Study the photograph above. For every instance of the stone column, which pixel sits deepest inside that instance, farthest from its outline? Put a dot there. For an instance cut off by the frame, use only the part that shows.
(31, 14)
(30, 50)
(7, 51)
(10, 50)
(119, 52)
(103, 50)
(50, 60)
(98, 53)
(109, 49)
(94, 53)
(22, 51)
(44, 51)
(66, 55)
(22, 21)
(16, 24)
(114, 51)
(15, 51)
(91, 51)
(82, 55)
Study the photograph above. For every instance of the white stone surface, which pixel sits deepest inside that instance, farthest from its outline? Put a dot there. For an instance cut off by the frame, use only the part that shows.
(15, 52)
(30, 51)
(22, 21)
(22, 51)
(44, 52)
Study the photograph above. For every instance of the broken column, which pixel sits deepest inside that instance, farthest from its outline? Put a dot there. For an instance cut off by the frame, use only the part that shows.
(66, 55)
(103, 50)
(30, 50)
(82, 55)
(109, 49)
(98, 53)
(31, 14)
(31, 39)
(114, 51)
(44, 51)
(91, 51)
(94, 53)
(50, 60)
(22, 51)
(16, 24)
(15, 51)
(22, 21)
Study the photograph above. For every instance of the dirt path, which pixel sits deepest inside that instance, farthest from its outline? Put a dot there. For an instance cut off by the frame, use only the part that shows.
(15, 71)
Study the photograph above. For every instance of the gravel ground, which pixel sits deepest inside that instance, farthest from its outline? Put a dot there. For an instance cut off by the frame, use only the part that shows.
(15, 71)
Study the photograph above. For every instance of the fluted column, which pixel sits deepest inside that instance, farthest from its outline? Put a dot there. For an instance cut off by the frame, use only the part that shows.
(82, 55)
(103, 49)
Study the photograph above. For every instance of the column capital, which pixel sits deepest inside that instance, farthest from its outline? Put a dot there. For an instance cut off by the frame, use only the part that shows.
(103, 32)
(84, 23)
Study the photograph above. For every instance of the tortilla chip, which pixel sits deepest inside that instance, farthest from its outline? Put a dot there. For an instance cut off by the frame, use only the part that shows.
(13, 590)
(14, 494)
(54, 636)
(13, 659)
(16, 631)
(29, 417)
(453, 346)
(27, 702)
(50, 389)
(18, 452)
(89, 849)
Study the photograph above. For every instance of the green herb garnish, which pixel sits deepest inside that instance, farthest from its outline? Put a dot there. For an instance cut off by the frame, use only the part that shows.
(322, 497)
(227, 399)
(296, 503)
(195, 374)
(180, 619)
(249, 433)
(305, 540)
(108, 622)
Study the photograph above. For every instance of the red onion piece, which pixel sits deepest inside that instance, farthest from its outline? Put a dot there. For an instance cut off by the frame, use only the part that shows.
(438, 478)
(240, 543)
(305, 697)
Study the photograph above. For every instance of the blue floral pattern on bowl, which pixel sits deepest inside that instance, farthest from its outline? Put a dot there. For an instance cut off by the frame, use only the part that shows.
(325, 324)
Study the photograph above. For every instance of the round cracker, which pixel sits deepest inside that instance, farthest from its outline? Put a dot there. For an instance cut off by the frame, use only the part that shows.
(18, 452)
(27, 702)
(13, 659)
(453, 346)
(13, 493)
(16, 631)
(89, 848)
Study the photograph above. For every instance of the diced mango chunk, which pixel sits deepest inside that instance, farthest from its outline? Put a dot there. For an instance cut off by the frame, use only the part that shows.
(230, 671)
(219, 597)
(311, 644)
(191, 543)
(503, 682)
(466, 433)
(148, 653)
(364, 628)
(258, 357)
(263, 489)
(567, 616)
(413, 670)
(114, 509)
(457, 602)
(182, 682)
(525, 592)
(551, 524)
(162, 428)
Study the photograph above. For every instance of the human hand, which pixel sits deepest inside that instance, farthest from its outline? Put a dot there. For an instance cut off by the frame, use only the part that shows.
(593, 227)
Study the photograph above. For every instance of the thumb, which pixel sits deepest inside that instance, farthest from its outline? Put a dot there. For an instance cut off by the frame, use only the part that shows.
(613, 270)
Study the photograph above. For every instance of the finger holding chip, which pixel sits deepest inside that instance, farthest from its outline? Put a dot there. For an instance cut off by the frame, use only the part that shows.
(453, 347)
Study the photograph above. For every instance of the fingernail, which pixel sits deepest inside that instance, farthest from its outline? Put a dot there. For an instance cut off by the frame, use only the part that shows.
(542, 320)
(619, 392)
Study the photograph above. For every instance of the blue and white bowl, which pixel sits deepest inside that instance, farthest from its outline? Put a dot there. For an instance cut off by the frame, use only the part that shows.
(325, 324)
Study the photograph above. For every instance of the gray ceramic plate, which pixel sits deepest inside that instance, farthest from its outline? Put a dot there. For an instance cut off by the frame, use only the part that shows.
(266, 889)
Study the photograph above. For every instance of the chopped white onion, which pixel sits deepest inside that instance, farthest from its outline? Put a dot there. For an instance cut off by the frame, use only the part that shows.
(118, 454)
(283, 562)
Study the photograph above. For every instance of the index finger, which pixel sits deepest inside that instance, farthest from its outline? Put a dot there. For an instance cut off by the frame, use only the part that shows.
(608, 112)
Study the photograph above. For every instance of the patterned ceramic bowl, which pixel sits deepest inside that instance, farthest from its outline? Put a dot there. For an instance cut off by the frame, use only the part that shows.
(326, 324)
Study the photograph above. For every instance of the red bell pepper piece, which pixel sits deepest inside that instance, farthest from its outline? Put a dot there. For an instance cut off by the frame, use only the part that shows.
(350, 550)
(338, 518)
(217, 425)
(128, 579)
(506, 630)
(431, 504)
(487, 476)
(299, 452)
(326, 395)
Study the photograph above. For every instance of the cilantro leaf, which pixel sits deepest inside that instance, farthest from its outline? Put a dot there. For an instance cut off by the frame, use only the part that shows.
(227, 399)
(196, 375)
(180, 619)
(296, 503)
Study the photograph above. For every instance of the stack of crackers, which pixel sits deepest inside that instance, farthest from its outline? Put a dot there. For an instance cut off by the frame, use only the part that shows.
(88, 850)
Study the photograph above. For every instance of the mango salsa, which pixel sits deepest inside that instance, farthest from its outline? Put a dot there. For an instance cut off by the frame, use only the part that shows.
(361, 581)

^^^^

• _GOAL_:
Output the line that contains "Study the photograph above. For every instance of the index", followed by every later line in the listing, with no line omitted and none added.

• _SOLUTION FOR THIS PROBLEM_:
Study the photograph above. For every instance of the index finger, which pixel sits deepest inside that instance, farthest from its outline? Put a dot there. For an instance cut off by the frame, use only the part that shows.
(608, 112)
Study the photograph above. For every instance of the patterned ceramic bowl, which pixel sits deepest inside that instance, farthest from its outline? Put a dot there. For an instance cut off by the frame, use only the part that shows.
(326, 324)
Study the photograph above. For every instance of the red bell pepper piece, which pixel sits deepest inside that instance, farthest from its outline? Put a dot there. For an instance cut off by the frame, use only the part that shows.
(350, 550)
(338, 518)
(217, 425)
(128, 579)
(506, 630)
(431, 504)
(487, 476)
(299, 452)
(326, 395)
Study the photograph above. For every instance of the cilantro leaf, which pixel sits deepest inside that instance, farthest from its outline? Put a dot there. For an instance cut off by the frame, use only the part that shows.
(227, 399)
(196, 375)
(180, 619)
(296, 503)
Study the photograph above. For every instance of the stack of crackers, which pixel sits deepest inside that instance, farthest from its outline? Put a dot there. For an instance cut off by the frame, use only the part that shows.
(88, 850)
Study the photograph above. For every instance of the mango salsa, which pixel sits deepest inside that instance, farthest from its outline? Put a dot there. For an instance cut off by the frame, use only the part that shows.
(361, 581)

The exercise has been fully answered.